### [EXTRACTED DATA]
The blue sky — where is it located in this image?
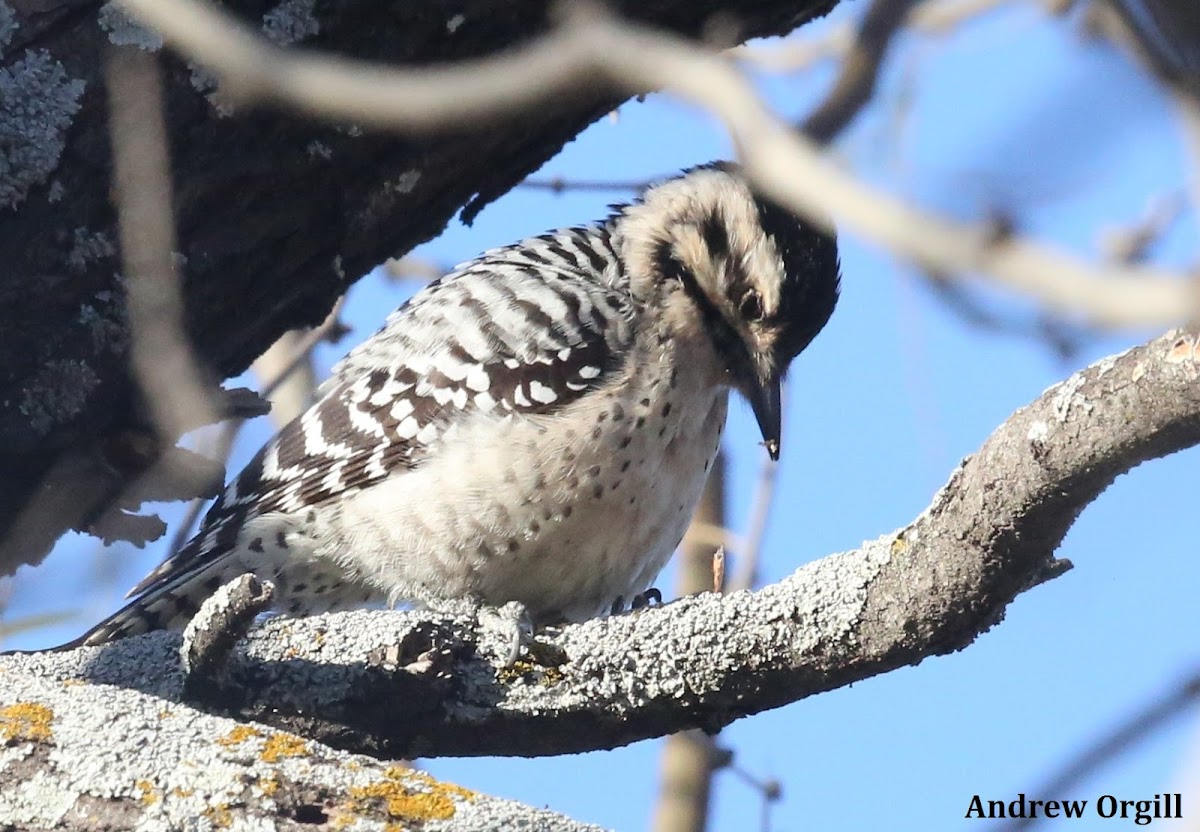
[5,2,1200,831]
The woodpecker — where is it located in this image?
[72,162,840,645]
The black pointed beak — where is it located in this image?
[748,372,782,461]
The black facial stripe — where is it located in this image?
[654,243,750,377]
[700,211,730,262]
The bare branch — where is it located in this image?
[11,324,1200,756]
[107,47,217,445]
[122,0,1200,327]
[800,0,914,144]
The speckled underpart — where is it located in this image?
[70,160,838,644]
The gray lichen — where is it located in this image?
[18,359,100,436]
[0,0,18,58]
[263,0,320,46]
[0,49,85,208]
[76,292,130,354]
[97,2,162,52]
[67,228,116,274]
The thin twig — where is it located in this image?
[1006,676,1200,832]
[106,47,216,445]
[114,0,1198,327]
[800,0,914,144]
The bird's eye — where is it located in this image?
[738,289,763,321]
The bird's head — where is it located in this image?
[620,162,839,459]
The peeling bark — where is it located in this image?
[0,0,835,575]
[0,330,1200,828]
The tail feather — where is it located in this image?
[54,564,226,651]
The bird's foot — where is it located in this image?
[611,586,662,616]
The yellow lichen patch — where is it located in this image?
[0,702,54,742]
[258,777,280,797]
[133,780,158,806]
[405,766,479,801]
[347,766,475,830]
[259,734,308,762]
[217,725,263,748]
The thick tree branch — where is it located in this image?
[0,0,835,574]
[0,333,1200,758]
[0,666,596,832]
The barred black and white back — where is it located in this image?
[63,158,838,645]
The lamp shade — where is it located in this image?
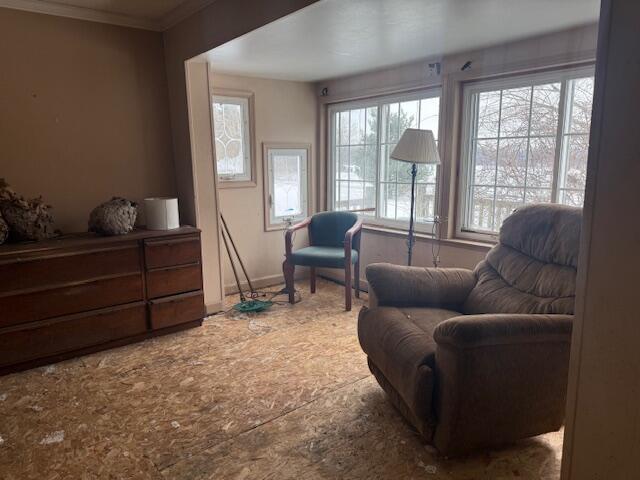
[391,128,440,165]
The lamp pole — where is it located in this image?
[407,163,418,266]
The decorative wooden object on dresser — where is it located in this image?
[0,227,205,375]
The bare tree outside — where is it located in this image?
[467,77,593,231]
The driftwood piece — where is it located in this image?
[0,179,55,243]
[89,197,138,235]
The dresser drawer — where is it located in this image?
[0,242,140,294]
[0,302,147,366]
[149,291,204,330]
[0,273,143,327]
[146,263,202,298]
[144,235,200,269]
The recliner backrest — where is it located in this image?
[309,212,358,247]
[464,204,582,314]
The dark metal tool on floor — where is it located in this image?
[220,214,273,313]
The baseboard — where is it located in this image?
[205,302,224,315]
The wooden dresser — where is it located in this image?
[0,227,205,375]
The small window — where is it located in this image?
[264,144,311,230]
[213,93,255,187]
[458,68,593,237]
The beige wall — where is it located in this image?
[0,8,176,232]
[210,73,317,287]
[163,0,315,306]
[316,24,597,278]
[562,0,640,480]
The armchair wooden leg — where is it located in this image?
[282,260,296,303]
[344,263,351,312]
[309,267,316,293]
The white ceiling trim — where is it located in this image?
[0,0,215,32]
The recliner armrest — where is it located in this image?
[433,314,573,455]
[366,263,476,307]
[433,313,573,348]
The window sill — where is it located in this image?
[218,179,257,189]
[362,224,495,250]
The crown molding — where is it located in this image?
[0,0,215,32]
[159,0,216,31]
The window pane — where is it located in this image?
[349,182,364,210]
[568,77,593,133]
[527,137,556,188]
[213,102,245,175]
[365,107,378,145]
[396,183,411,220]
[524,188,551,203]
[336,147,349,180]
[273,155,302,217]
[398,160,411,183]
[415,184,436,222]
[531,83,561,135]
[469,187,495,230]
[418,97,440,140]
[493,188,524,227]
[560,190,584,207]
[473,140,498,185]
[416,163,438,184]
[477,91,500,138]
[334,181,349,210]
[496,138,527,186]
[380,145,400,182]
[337,111,349,145]
[500,87,531,137]
[364,145,378,181]
[380,183,396,219]
[561,135,589,190]
[363,182,376,216]
[349,108,366,145]
[400,100,420,128]
[349,147,364,180]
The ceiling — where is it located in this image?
[205,0,600,81]
[0,0,215,31]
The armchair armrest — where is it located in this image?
[433,314,573,455]
[344,219,362,265]
[366,263,476,307]
[284,217,311,258]
[433,313,573,348]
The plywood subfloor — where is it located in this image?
[0,281,562,480]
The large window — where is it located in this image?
[263,144,311,230]
[329,89,440,229]
[213,93,255,186]
[459,69,593,234]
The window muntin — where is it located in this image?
[213,95,252,182]
[264,145,309,229]
[459,69,593,234]
[330,89,440,229]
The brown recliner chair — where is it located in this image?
[358,205,582,455]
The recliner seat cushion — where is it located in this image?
[358,307,460,420]
[463,205,582,315]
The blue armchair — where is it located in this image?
[282,212,362,311]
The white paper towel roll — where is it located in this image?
[144,197,180,230]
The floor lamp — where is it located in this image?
[391,128,440,265]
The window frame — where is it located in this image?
[211,89,257,188]
[455,64,595,242]
[327,89,444,234]
[262,142,313,232]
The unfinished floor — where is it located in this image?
[0,281,562,480]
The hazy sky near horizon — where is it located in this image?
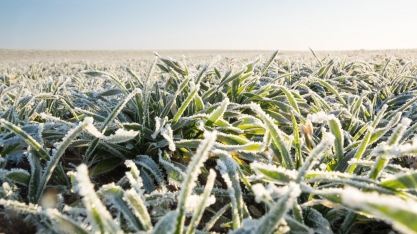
[0,0,417,50]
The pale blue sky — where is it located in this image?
[0,0,417,50]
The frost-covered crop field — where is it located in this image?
[0,51,417,233]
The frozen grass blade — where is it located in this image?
[172,85,200,124]
[123,189,152,231]
[328,115,344,161]
[347,127,373,173]
[75,164,122,233]
[0,119,49,160]
[296,133,335,183]
[41,209,89,234]
[175,132,217,234]
[186,170,216,234]
[36,117,93,203]
[255,183,301,233]
[250,103,294,169]
[341,187,417,234]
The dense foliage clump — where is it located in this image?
[0,52,417,233]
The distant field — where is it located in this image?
[0,49,417,63]
[0,50,417,234]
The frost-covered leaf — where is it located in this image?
[381,172,417,190]
[75,164,121,233]
[341,187,417,233]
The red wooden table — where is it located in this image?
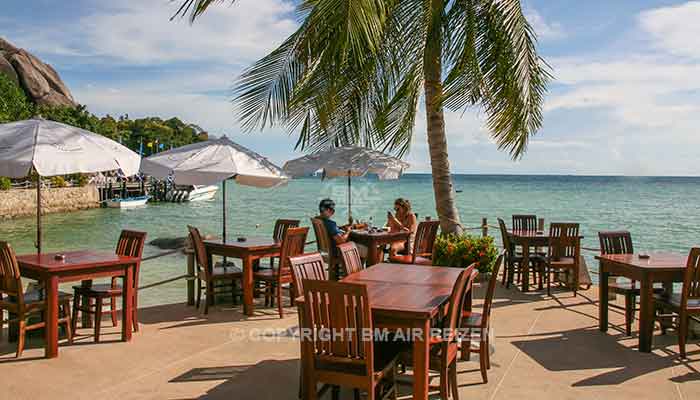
[350,230,411,266]
[204,237,281,315]
[17,250,140,358]
[343,263,462,400]
[596,253,688,353]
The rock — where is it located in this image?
[10,53,51,100]
[0,54,19,85]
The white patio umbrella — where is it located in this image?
[283,146,410,223]
[0,118,141,252]
[141,136,287,241]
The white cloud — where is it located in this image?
[638,1,700,59]
[523,7,566,40]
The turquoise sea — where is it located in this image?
[0,174,700,306]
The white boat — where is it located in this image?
[107,196,151,208]
[165,185,219,203]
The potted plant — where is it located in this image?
[433,234,498,281]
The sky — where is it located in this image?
[0,0,700,176]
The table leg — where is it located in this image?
[520,242,530,292]
[413,320,430,400]
[243,256,255,315]
[122,265,134,342]
[598,261,610,332]
[44,276,58,358]
[639,276,654,353]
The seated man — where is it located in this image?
[318,199,367,258]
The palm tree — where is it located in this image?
[176,0,550,233]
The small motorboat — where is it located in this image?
[107,196,151,208]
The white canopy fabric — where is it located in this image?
[0,119,141,178]
[141,136,287,188]
[283,146,410,180]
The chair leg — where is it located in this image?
[95,298,103,343]
[16,315,27,358]
[678,312,688,359]
[449,362,459,400]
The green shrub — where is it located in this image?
[0,176,12,190]
[433,234,498,273]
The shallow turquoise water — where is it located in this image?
[0,174,700,306]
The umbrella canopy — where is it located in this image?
[0,119,141,178]
[0,118,141,253]
[141,136,287,242]
[141,136,287,188]
[284,146,409,179]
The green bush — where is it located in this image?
[0,176,12,190]
[433,234,498,274]
[0,73,33,123]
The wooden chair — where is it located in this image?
[0,242,73,358]
[311,217,340,280]
[460,253,505,383]
[338,242,365,276]
[72,230,146,342]
[302,279,398,400]
[513,214,537,231]
[270,219,300,268]
[654,247,700,358]
[187,226,243,314]
[598,231,664,336]
[389,221,440,265]
[544,223,581,297]
[253,228,309,318]
[400,264,479,400]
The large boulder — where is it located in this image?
[0,54,19,85]
[0,38,76,107]
[10,53,51,101]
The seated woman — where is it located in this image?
[387,198,418,256]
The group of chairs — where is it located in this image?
[289,250,503,399]
[0,230,146,357]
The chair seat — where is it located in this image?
[654,293,700,311]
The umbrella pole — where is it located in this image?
[36,174,41,254]
[348,170,352,225]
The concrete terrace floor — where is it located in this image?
[0,285,700,400]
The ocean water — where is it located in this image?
[0,174,700,306]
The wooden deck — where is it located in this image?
[0,285,700,400]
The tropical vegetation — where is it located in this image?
[175,0,550,233]
[433,233,498,274]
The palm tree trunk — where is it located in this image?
[423,0,462,233]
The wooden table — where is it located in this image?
[350,230,411,266]
[204,237,281,315]
[508,230,583,292]
[596,253,688,353]
[17,250,140,358]
[343,263,462,400]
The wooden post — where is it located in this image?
[185,249,195,306]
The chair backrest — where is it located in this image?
[272,219,299,242]
[442,264,479,340]
[498,218,514,257]
[681,247,700,308]
[481,253,504,328]
[413,221,440,262]
[277,227,309,278]
[289,253,328,296]
[187,225,211,278]
[302,279,374,377]
[513,214,537,231]
[547,222,581,263]
[311,218,332,254]
[338,242,365,276]
[598,231,634,254]
[115,229,146,288]
[0,242,24,310]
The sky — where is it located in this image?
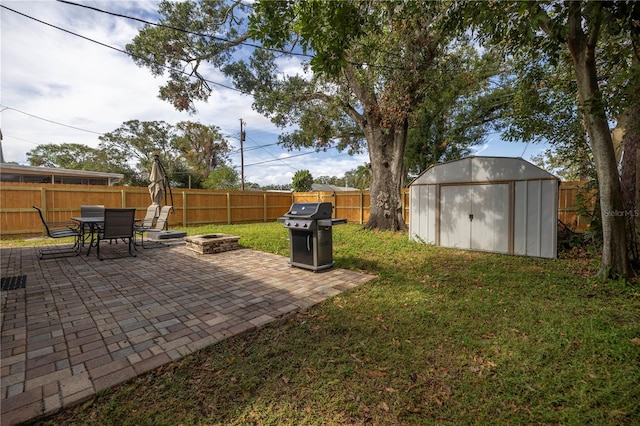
[0,0,543,186]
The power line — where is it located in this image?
[0,105,104,136]
[0,4,245,95]
[245,151,330,170]
[57,0,313,58]
[56,0,415,71]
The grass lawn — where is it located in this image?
[3,223,640,426]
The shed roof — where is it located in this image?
[411,156,558,185]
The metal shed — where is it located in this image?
[409,157,559,258]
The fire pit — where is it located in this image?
[184,234,240,254]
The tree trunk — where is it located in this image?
[364,121,408,231]
[566,7,631,277]
[613,105,640,262]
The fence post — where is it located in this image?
[182,191,187,228]
[262,192,267,222]
[40,188,49,220]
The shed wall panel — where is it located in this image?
[513,181,529,256]
[470,184,509,253]
[409,185,436,244]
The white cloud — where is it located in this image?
[0,0,368,185]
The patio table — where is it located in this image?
[71,216,104,256]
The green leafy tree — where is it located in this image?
[405,42,500,177]
[127,1,447,230]
[291,170,313,192]
[450,1,640,277]
[173,121,231,184]
[99,120,202,187]
[27,143,98,170]
[203,165,241,190]
[27,143,140,186]
[99,120,179,172]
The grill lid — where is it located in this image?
[284,203,333,219]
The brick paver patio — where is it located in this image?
[0,244,374,426]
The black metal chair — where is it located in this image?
[80,205,104,245]
[33,206,82,259]
[134,204,160,247]
[96,209,136,260]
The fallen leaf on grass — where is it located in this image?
[365,370,387,379]
[349,354,364,364]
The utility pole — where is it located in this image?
[240,118,246,191]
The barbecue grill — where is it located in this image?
[278,203,347,271]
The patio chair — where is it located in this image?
[80,205,104,245]
[94,209,136,260]
[33,206,82,259]
[134,204,160,247]
[142,206,173,247]
[150,206,173,231]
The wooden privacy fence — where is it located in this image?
[0,182,586,238]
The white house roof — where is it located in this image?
[411,156,558,185]
[0,163,124,185]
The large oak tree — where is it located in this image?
[127,1,456,230]
[451,1,638,276]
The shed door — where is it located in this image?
[440,183,509,253]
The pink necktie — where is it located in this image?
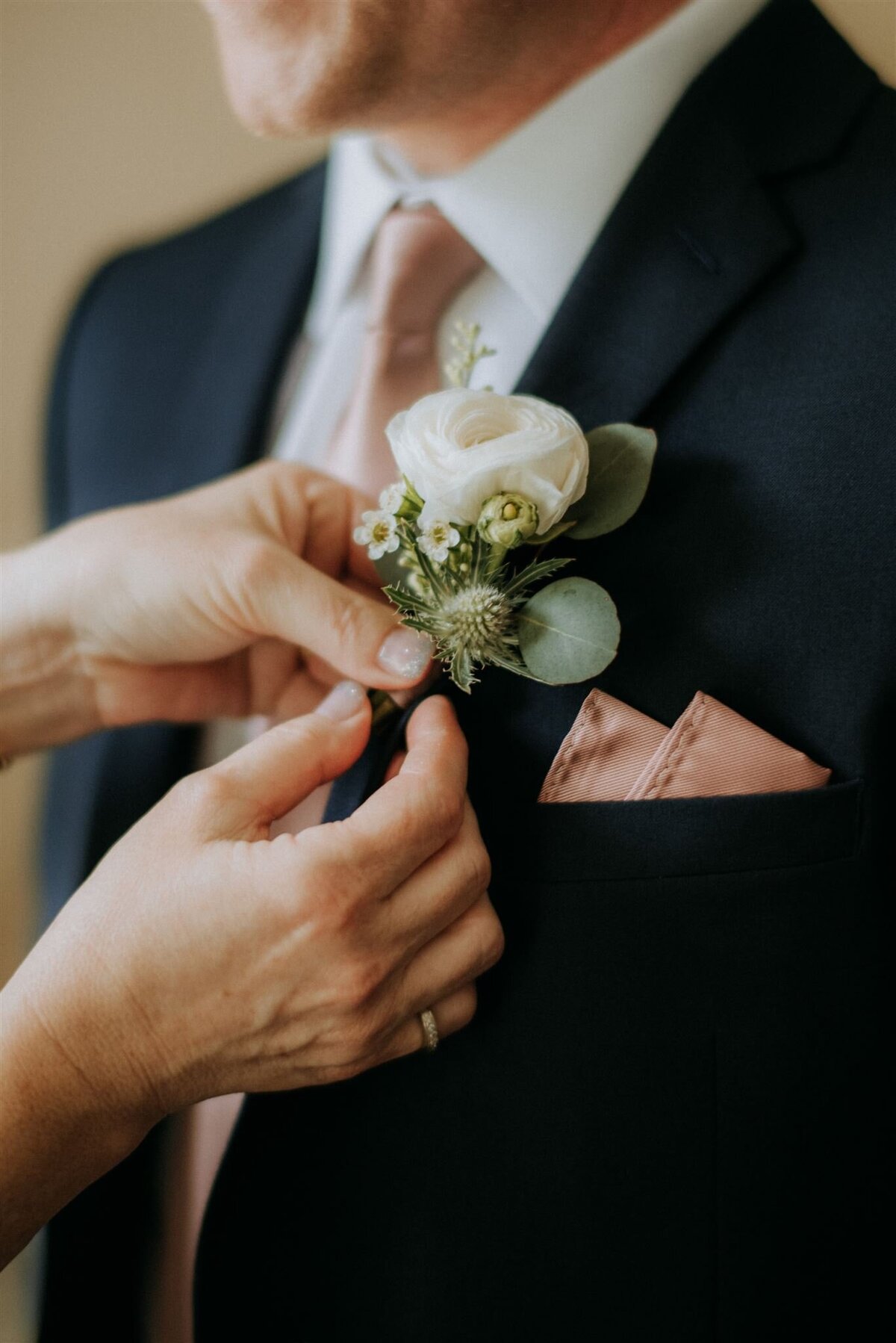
[325,205,482,497]
[150,205,482,1343]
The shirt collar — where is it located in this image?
[308,0,765,335]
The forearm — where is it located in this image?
[0,542,99,756]
[0,961,152,1268]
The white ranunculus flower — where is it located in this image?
[385,387,588,535]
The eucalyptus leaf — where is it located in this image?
[570,424,657,542]
[518,577,619,685]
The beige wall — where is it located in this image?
[0,0,896,1343]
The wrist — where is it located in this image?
[0,952,152,1267]
[0,537,99,757]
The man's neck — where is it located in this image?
[379,0,688,177]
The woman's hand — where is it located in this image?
[0,685,503,1253]
[0,462,432,754]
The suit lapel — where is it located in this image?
[163,164,325,491]
[76,164,325,880]
[328,0,876,819]
[518,105,797,429]
[518,0,876,429]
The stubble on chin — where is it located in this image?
[207,0,419,136]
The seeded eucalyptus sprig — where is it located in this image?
[385,522,571,693]
[355,323,657,693]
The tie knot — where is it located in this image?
[368,205,482,336]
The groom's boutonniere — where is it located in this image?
[355,323,657,692]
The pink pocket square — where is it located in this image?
[538,690,830,801]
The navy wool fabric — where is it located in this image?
[42,0,896,1343]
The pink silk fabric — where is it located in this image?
[538,690,830,803]
[150,207,482,1343]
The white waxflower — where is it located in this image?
[355,509,399,560]
[417,518,461,564]
[385,387,588,536]
[380,481,405,515]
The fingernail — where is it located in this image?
[314,681,367,722]
[376,626,435,681]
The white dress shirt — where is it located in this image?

### [BRIEF]
Rewrite the entries between the lines holding "The window muntin" and "[463,205,582,315]", inclusive, changing "located" to "found" and leaving everything else unchanged.

### [COMPLETED TASK]
The window muntin — where is it found in this image?
[213,95,252,182]
[264,145,309,229]
[459,69,593,234]
[330,89,440,229]
The brown recliner chair — where is it found in this image?
[358,205,582,455]
The recliner seat cushion — where is it found in this image?
[358,307,460,420]
[463,205,582,315]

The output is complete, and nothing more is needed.